PROVIDED MATERIAL »
▶
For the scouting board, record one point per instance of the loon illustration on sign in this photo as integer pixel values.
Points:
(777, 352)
◀
▶
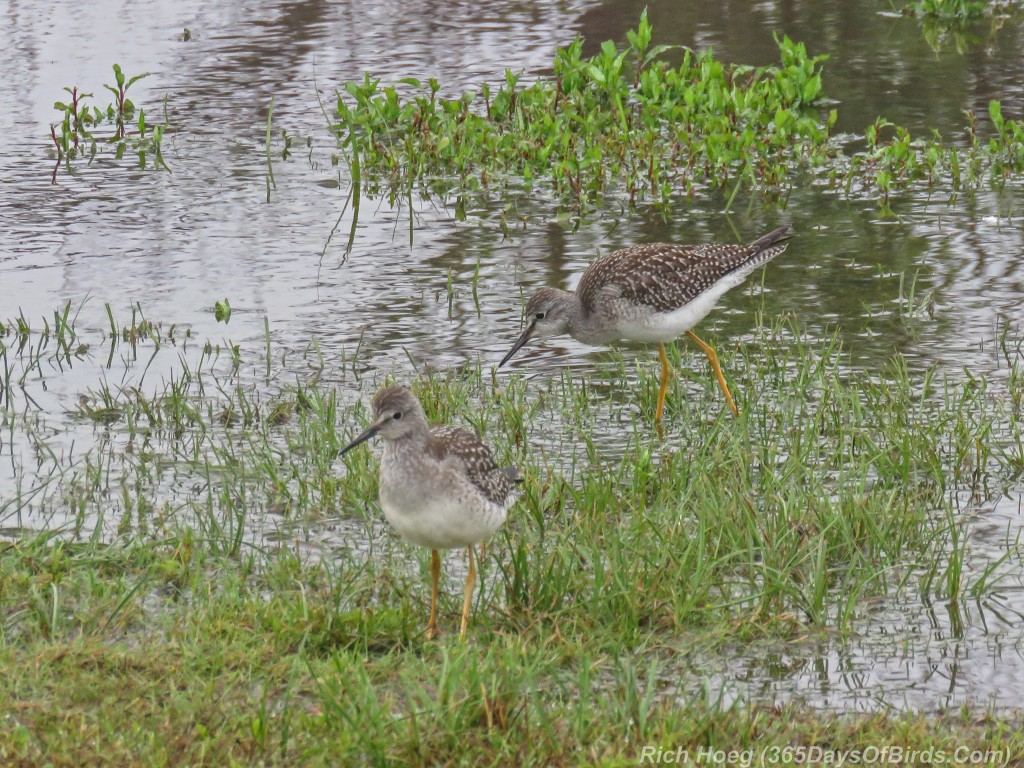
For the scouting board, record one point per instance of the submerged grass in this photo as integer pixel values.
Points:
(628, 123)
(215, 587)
◀
INSTRUCTIONS TO FOLLOW »
Count the lines in the records above that contain the string "this", with case counting. Reply with the number only.

EXERCISE OUTPUT »
2